• Written request:
Reproduce the following material word for word.

• Entries shown:
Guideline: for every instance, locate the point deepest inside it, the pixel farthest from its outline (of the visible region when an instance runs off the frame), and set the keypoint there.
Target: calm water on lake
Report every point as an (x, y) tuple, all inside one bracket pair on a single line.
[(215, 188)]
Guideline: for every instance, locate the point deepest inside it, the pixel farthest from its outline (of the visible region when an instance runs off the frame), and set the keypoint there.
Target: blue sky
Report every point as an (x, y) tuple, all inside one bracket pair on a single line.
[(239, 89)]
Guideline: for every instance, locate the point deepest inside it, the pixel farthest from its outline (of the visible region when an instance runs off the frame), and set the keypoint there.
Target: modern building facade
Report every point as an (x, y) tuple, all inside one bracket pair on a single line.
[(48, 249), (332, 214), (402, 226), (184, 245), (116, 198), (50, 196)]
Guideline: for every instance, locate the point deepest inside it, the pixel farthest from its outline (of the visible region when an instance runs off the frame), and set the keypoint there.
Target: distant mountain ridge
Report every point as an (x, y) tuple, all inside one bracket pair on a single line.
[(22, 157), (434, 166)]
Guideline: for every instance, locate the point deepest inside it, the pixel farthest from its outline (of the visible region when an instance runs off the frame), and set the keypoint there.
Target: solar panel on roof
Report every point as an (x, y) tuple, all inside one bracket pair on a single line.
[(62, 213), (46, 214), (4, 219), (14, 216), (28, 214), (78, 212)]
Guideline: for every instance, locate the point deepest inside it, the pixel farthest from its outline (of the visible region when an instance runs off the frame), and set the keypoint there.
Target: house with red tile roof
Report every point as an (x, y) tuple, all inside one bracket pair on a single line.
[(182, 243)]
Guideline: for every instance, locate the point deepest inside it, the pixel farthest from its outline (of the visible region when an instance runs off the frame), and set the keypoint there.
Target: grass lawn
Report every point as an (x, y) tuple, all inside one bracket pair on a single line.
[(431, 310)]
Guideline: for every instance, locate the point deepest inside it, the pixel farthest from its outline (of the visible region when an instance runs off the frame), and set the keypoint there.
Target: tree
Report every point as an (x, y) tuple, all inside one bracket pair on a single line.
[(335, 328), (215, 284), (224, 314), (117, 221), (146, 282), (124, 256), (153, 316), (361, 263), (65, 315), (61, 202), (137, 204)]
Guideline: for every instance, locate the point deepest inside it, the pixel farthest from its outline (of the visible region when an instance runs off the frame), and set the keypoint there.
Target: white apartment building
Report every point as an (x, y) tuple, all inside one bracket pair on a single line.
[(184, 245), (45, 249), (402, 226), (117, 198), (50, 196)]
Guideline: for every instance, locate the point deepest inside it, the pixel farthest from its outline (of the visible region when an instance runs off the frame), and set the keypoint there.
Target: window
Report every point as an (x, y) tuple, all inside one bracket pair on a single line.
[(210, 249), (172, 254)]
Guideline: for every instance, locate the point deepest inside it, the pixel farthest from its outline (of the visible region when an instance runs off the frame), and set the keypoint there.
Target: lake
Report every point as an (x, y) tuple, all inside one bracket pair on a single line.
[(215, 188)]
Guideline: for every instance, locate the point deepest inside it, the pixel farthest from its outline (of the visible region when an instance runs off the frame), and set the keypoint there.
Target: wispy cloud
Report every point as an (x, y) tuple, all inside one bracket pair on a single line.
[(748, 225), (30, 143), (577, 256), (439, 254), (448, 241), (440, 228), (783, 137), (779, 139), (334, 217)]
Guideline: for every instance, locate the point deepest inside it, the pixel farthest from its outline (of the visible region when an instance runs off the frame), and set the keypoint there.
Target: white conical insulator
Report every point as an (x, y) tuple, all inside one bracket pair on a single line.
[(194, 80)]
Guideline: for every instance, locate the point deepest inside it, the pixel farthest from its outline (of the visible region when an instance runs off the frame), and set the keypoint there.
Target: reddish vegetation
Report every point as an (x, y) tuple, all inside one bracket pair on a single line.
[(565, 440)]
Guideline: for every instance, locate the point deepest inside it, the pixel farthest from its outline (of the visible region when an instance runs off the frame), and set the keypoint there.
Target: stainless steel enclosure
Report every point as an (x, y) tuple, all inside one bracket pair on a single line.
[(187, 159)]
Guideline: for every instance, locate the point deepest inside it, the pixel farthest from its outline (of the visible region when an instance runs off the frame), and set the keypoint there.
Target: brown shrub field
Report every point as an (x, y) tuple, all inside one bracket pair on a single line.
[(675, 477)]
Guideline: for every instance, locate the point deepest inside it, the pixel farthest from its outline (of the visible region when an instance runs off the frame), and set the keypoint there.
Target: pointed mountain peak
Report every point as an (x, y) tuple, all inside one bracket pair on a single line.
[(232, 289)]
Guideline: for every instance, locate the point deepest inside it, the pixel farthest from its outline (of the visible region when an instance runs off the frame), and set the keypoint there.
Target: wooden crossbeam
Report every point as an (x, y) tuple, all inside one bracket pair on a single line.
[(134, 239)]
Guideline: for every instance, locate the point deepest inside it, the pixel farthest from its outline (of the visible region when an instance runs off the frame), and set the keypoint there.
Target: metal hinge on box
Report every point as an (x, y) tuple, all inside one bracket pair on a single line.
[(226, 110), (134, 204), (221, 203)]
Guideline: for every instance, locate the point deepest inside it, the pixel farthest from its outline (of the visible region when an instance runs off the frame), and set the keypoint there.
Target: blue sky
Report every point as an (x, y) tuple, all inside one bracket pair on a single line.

• In response:
Guideline: for every instance, locate the point deepest inside it, the pixel farthest from its outline (of the visible region when an instance runs off the frame), and set the keypoint there.
Target: calm water on lake
Report every point as an (x, y) tuple, all inside one bracket pair on a single line.
[(215, 188)]
Guideline: for every instance, locate the point deepest inside it, the pixel farthest from its outline (of the visible region when an instance runs off the frame), and set the keypoint there.
Target: blue sky
Report every point as an (x, y) tuple, all inside one bracket pair on a single line.
[(239, 89)]
Guideline: for every instance, locate the point deepest inside it, the pixel farthest from its outline (of the visible region when an instance runs off the frame), and set the keypoint there.
Target: modern building facade
Report every point as an (x, y) tuple, all inside one bracket pair on a single line.
[(48, 249), (332, 214), (402, 226), (184, 245), (116, 198), (50, 196)]
Guideline: for every instance, locate the point deepest inside it, the pixel farthest from its outline (of the visible region when an instance runs off the frame), and set the keypoint there.
Target: distant mountain ridge
Report every point as an (x, y) tuple, all inside one bracket pair on a single line.
[(22, 157), (434, 166)]
Guideline: for every instance, locate the point deepest inside it, the pixel farthest from its outline (of the visible region when an instance runs off the frame), and set the keypoint there.
Target: solar panel on roof
Report every point as an (x, y) tuple, all inside one bracket pair on a single line.
[(62, 213), (46, 214), (4, 219), (14, 216), (28, 214), (78, 212)]
Guideline: for every instance, locate the point deepest inside it, the pixel farthest from its outline (of the visible region when an instance runs off the frame), and set the keypoint there.
Target: house with red tile roof
Report every point as an (x, y) tuple, all inside one bracket pair on a single line.
[(182, 243)]
Guideline: for every instance, locate the point deepest inside it, the pixel farthest from its outline (of the visible region when an instance runs off the frame), and set the keypoint there.
Target: grass lawn
Report every point as an (x, y) tuple, all inside one bracket pair on a single line.
[(431, 310)]
Guideline: for every instance, locate the point deepest inside it, the pixel farthest from its outline (of the visible region when an instance runs off the frame), and set the keypoint there.
Target: tree
Report every point as an (x, y) tuple, all inside one bracket pair on a single line.
[(335, 328), (215, 284), (224, 314), (117, 221), (146, 282), (124, 256), (153, 316), (361, 263), (65, 315), (61, 202), (137, 204)]
Guideline: for every instance, locate the point deepest inside it, the pixel farthest from its outline (of the visible region when an instance runs off the frame), and set the keypoint there.
Target: white apartment building
Report every point as an (x, y) tuple, all inside one bracket pair on a single line.
[(184, 245), (45, 249), (402, 226), (117, 198), (50, 196)]
Guideline: for every instance, locate the point deepest inside it, the pixel farthest from its outline (of the visible region when an instance runs off the frame), and set the keypoint there.
Target: window
Report every point as an (x, y) tuple, all inside one bracket pair on a single line.
[(210, 249), (172, 254)]
Guideline: for every instance, locate the point deepest inside it, the pixel farthest from its outline (of the visible region when an instance runs off the frame), and set the keypoint there.
Target: lake
Report every point as an (x, y) tuple, all inside one bracket pair on a single line.
[(215, 188)]
Guideline: for every instance, locate the point deepest inside it, the pixel farthest from its outline (of the visible region when an instance runs off the frame), and set the keypoint there.
Target: wispy cloud
Report every point as an (x, y) tuple, all inside one bracket pair on a single line.
[(748, 225), (30, 143), (577, 256), (439, 254), (448, 241), (440, 228), (783, 137), (779, 139), (334, 217)]
Guideline: for every instance, locate the point deepest inside it, the pixel farthest from its outline (of the visible region when an instance runs off the frame), and set the keypoint there.
Target: white conical insulator
Report every point as an (x, y) tuple, all inside one bracket pair on a single line.
[(194, 80)]
Guideline: for every instance, locate the point deepest inside it, the pixel farthest from its outline (of the visible region when an instance runs off the frame), and set the keypoint there.
Target: reddish vegetation
Report every point as an (x, y) tuple, all inside one bracket pair on a single line.
[(565, 440)]
Guideline: for every instance, locate the point deepest inside it, the pixel farthest from its outline (of the visible region when an instance runs off the frame), and set the keypoint there.
Target: stainless steel enclosure
Report every point as an (x, y) tuple, all inside one bracket pair on a single line.
[(187, 159)]
Guideline: for every instance, locate the point deepest inside it, the pixel farthest from its outline (of the visible region when an instance runs off the frame), and set the keypoint there.
Target: brown shrub field
Report every point as an (x, y) tuple, all inside one bracket pair on a single line.
[(675, 477)]
Guideline: for every instance, locate the point deepest inside it, the pixel farthest from its outline (of the visible region when an instance runs off the frame), and set the keypoint there.
Target: pointed mountain peak
Report every point as an (x, y) tuple, all inside one bracket pair on a single line.
[(232, 289)]
Guideline: for every instance, locate the point deepest inside it, the pixel farthest from its outline (of the visible region when an instance runs off the frame), and set the keypoint there.
Target: wooden crossbeam
Report every point as an (x, y) tuple, all inside one bracket pair on a single line.
[(134, 239)]
Guideline: for every instance, locate the point deepest inside it, the pixel farthest from its outline (of the visible region when an instance runs off the frame), and set the keypoint there.
Target: metal hinge on box
Report every point as an (x, y) tuple, all inside one bracket pair on a single line.
[(226, 110), (134, 204), (221, 203)]
Guideline: for every instance, locate the point deepest inside it, the pixel farthest from its outline (of the visible region when an instance runs off the frame), and set the keypoint there.
Target: blue sky
Report every point as an (x, y) tuple, all inside one bracket pair on a single line.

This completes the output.